## Start
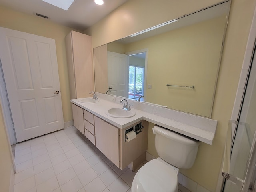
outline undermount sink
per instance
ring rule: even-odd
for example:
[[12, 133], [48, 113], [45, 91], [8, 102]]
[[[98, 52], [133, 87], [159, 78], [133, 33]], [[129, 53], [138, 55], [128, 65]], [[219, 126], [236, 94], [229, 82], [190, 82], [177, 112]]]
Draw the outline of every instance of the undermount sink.
[[107, 115], [116, 118], [128, 118], [134, 116], [136, 112], [133, 110], [126, 111], [120, 108], [111, 108], [106, 112]]
[[82, 98], [81, 99], [78, 99], [78, 101], [81, 103], [96, 103], [100, 101], [99, 99], [94, 99], [92, 98]]

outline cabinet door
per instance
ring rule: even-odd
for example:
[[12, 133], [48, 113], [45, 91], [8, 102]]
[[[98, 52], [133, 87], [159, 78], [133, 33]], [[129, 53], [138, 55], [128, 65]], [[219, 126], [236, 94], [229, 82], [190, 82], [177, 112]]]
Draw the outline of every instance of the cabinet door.
[[72, 104], [72, 110], [73, 111], [73, 119], [74, 120], [74, 125], [77, 129], [79, 129], [78, 126], [78, 118], [77, 116], [78, 106], [74, 104]]
[[95, 129], [95, 144], [96, 147], [106, 155], [106, 136], [104, 128], [105, 122], [96, 116], [94, 117]]
[[119, 130], [95, 116], [96, 146], [119, 167]]
[[78, 122], [78, 129], [84, 135], [84, 114], [83, 109], [77, 107], [77, 116]]

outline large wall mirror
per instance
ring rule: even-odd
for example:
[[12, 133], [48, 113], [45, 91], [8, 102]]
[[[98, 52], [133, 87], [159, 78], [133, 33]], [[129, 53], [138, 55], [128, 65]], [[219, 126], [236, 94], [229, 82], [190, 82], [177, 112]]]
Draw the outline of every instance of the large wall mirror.
[[210, 118], [230, 6], [94, 48], [95, 90]]

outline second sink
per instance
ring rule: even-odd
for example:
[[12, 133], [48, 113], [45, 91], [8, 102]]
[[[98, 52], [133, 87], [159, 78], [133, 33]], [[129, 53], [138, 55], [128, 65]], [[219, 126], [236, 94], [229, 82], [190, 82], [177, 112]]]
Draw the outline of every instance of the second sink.
[[134, 116], [136, 112], [133, 110], [126, 111], [120, 108], [111, 108], [106, 112], [107, 115], [116, 118], [128, 118]]

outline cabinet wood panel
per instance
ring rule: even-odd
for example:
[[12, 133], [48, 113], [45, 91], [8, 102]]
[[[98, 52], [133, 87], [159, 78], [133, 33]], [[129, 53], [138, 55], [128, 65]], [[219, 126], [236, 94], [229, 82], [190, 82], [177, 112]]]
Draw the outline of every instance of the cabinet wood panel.
[[97, 148], [119, 167], [119, 129], [95, 116], [95, 142]]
## End
Work to do
Copy the material from the line holding "outline second sink" through the end, both included, and switch "second sink" to "vanity sink" while leaving everything else unchanged.

Correct output
outline vanity sink
per instance
ring rule: even-odd
for example:
[[12, 133], [48, 113], [45, 91], [8, 102]]
[[[98, 52], [133, 87], [159, 78], [133, 33]], [[129, 53], [138, 55], [128, 65]], [[219, 126], [236, 94], [229, 82], [190, 82], [177, 112]]]
Draw the outline of every instance of the vanity sink.
[[134, 116], [136, 112], [133, 110], [126, 111], [120, 108], [111, 108], [106, 112], [107, 115], [116, 118], [128, 118]]

outline cabinet wood panel
per instance
ring rule: even-odd
for example:
[[12, 133], [48, 113], [45, 91], [8, 102]]
[[[98, 52], [133, 87], [159, 78], [133, 33]], [[129, 53], [138, 55], [128, 65]], [[219, 126], [236, 94], [229, 82], [190, 82], [177, 112]]]
Draw the outline of every instance of the cabinet wood panel.
[[97, 148], [119, 167], [119, 129], [95, 116], [95, 142]]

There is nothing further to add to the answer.